Your output should be the lines from the one with "the blue ocean" through the last line of the records below, exactly as written, minus the pictures.

START Material provided

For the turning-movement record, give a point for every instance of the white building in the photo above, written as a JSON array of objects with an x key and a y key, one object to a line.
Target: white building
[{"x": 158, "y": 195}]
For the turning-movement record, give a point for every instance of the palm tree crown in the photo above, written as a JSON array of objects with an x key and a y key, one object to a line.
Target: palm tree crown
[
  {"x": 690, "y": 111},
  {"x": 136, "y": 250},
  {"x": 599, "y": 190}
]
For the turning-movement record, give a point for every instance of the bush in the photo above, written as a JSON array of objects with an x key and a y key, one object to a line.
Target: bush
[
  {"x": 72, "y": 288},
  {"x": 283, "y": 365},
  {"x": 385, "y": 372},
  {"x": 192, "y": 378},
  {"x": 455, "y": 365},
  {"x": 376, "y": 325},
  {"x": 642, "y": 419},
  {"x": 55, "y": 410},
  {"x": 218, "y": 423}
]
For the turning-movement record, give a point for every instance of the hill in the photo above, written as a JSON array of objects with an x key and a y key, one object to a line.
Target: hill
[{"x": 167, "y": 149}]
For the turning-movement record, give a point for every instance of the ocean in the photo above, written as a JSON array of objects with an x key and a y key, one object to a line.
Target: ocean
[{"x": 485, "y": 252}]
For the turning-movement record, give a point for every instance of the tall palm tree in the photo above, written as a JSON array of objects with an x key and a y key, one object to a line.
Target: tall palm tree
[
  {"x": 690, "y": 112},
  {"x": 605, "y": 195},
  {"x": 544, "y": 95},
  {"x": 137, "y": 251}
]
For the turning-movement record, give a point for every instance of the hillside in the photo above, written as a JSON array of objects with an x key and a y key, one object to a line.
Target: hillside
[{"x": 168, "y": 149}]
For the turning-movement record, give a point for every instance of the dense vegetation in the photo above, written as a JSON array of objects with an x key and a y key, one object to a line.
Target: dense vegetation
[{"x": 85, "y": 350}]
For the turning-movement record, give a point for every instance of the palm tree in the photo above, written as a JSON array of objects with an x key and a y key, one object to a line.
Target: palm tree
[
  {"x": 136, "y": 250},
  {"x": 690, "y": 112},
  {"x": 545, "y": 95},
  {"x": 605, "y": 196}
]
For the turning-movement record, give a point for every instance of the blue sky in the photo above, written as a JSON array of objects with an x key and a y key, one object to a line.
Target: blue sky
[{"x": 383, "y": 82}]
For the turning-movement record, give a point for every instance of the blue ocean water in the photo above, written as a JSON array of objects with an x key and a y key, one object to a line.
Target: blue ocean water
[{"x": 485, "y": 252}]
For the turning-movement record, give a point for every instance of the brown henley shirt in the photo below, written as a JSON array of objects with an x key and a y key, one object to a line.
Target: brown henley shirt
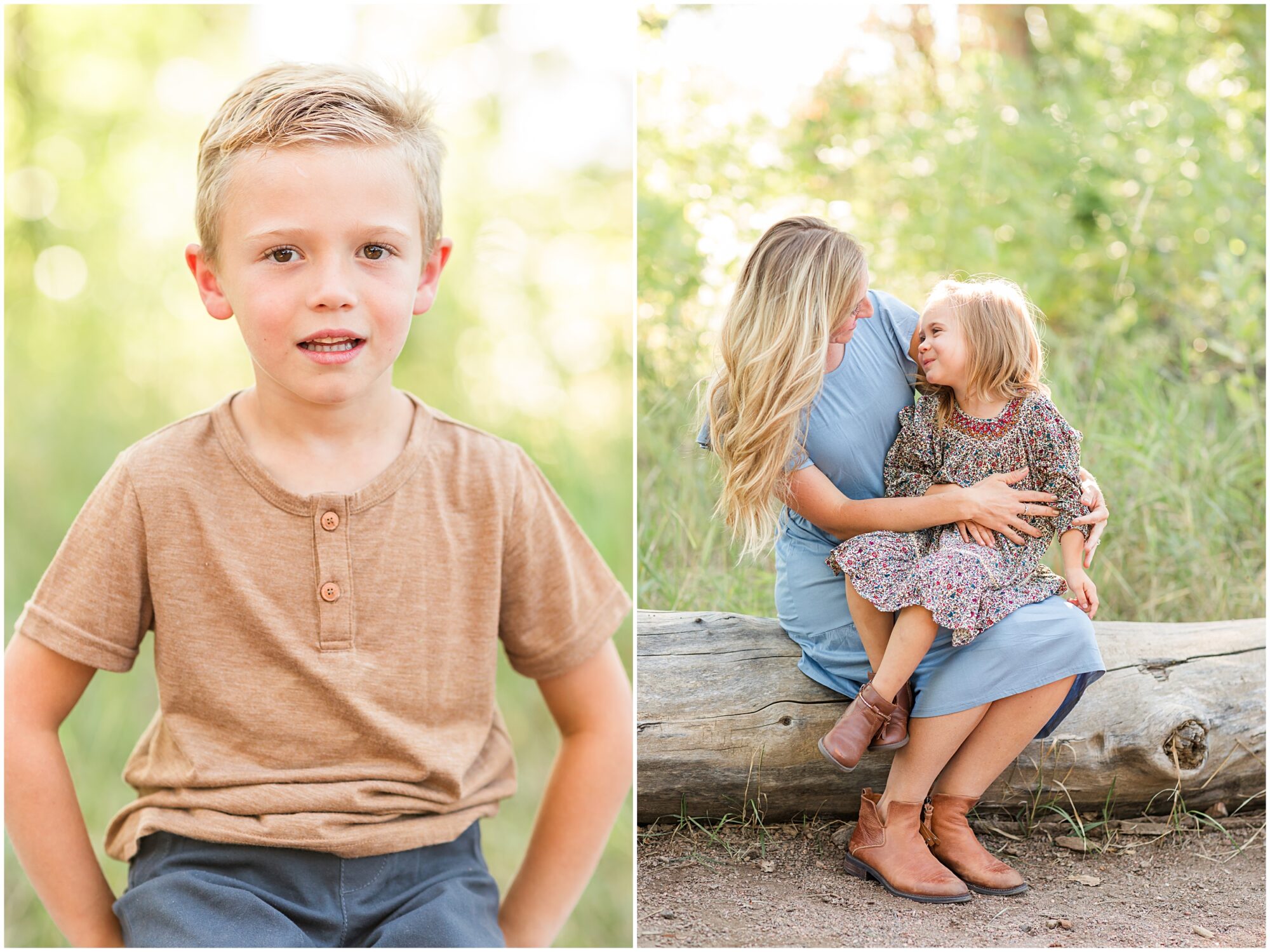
[{"x": 326, "y": 663}]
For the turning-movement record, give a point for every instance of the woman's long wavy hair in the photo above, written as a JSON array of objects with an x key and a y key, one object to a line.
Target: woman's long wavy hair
[
  {"x": 796, "y": 290},
  {"x": 1005, "y": 357}
]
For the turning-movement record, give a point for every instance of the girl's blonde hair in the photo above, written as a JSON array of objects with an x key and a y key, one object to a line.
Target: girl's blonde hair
[
  {"x": 793, "y": 292},
  {"x": 1004, "y": 352},
  {"x": 318, "y": 104}
]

END Material provided

> _Answer to this problem_
For the turning-movement record, give a point for every instance of the blue ocean water in the photo above, written as a JSON array of objects with an x key and a y key, one object to a line.
Target: blue ocean water
[{"x": 485, "y": 252}]
For the turning-movement record, give a point for every instance of the brown henley shirt in the photo below, written as a JSON array of objects with an x key and a y key, one object to a line.
Target: brown henley shirt
[{"x": 326, "y": 663}]
For the turning-movement record, give a point for every instance of the woman's long wavy hair in the photo above, written as a JSON array of objects with an x key and a y key, one object to a line.
Target: woman's long wavy hair
[
  {"x": 796, "y": 290},
  {"x": 1005, "y": 357}
]
For the turning-movement record, give a point for every instance of the girl's blonde hair in the photo above, written as a JSON array of objects with an x key and a y key, one object to a line.
Target: girl's blonde hair
[
  {"x": 793, "y": 292},
  {"x": 1004, "y": 352},
  {"x": 318, "y": 104}
]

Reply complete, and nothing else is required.